_Written exercise A:_
Retype the passage from the OpenCV Core module text, starting at "It seems that" and ending at "the new century.".

>> Start Text extract

Core module is the crucial module in OpenCV. All other modules depend on it.
It must form a solid foundation for the future-proof OpenCV.
What are the desirable key properties of the module:
OpenCV's Core module in its current form has been created in ~2009, where cv::Mat, a multi-dimensional dense array, has been introduced as a complete replacement for CvMat, CvMatND and IplImage. The whole OpenCV API has been reconstructed (before 2009 it was a C API) around this cv::Mat and a few other basic structures like std::vector<> (to handle point clouds etc.). The idea behind combinding image, matrix and multi-dimensional array (tensor) has been borrowed from Matlab, where toolboxes, including image processing toolbox, basic linear algebra toolbox, Jean-Yves Bouguet camera calibration toolbox etc. all happily use Matlab matices and so it's super-easy to create pipelines that use algorithms from different areas.
It seems that Python's famous numerical extension numpy borrowed the same idea and also implemented ubiquitous matrix/array type called ndarray there. On top of numpy some bigger packages have been developed like scipy, scikit-learn etc. An efficient and yet quite comprehensive set of basic operations extended by the derived packages mostly eliminated the problem of very low speed of manually-written Python code (because all the kernels in numpy are implemented in efficient C or Fortran). That suddenly made Python a sound substitution for Fortran & Matlab in the new century.
With the rise of Deep Learning the idea has been greatly extended. Efficient, GPU-accelerated, comprehensive set of operations (very similar to numpy) that can be put together into graphs, together with automatic differentiation tools, formed the foundation of the modern Deep Learning technology. If one looks at PyTorch, Tensorflow, JAX, ONNX specification etc., he/she will find many similarities with numpy. In particular, many ONNX operations follow numpy quite closely and use numpy for illustration of those operations. Of course, there are some deep learning-specific operations like Convolution or SoftMax or Dropout or Attention, but most of ONNX operations have numpy counterparts.

>> End Text extract

_Written exercise B:_
Reproduce the entire listing, substituting "vehicle wheel" for "car wheel" and leaving every other line and character unchanged.

>> Start Supplied material

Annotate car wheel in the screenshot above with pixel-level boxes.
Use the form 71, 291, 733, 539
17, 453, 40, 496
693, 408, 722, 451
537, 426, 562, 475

>> End Supplied material

_Exercise answer A:_
It seems that Python's famous numerical extension numpy borrowed the same idea and also implemented ubiquitous matrix/array type called ndarray there. On top of numpy some bigger packages have been developed like scipy, scikit-learn etc. An efficient and yet quite comprehensive set of basic operations extended by the derived packages mostly eliminated the problem of very low speed of manually-written Python code (because all the kernels in numpy are implemented in efficient C or Fortran). That suddenly made Python a sound substitution for Fortran & Matlab in the new century.

_Exercise answer B:_
Annotate vehicle wheel in the screenshot above with pixel-level boxes.
Use the form 71, 291, 733, 539
17, 453, 40, 496
693, 408, 722, 451
537, 426, 562, 475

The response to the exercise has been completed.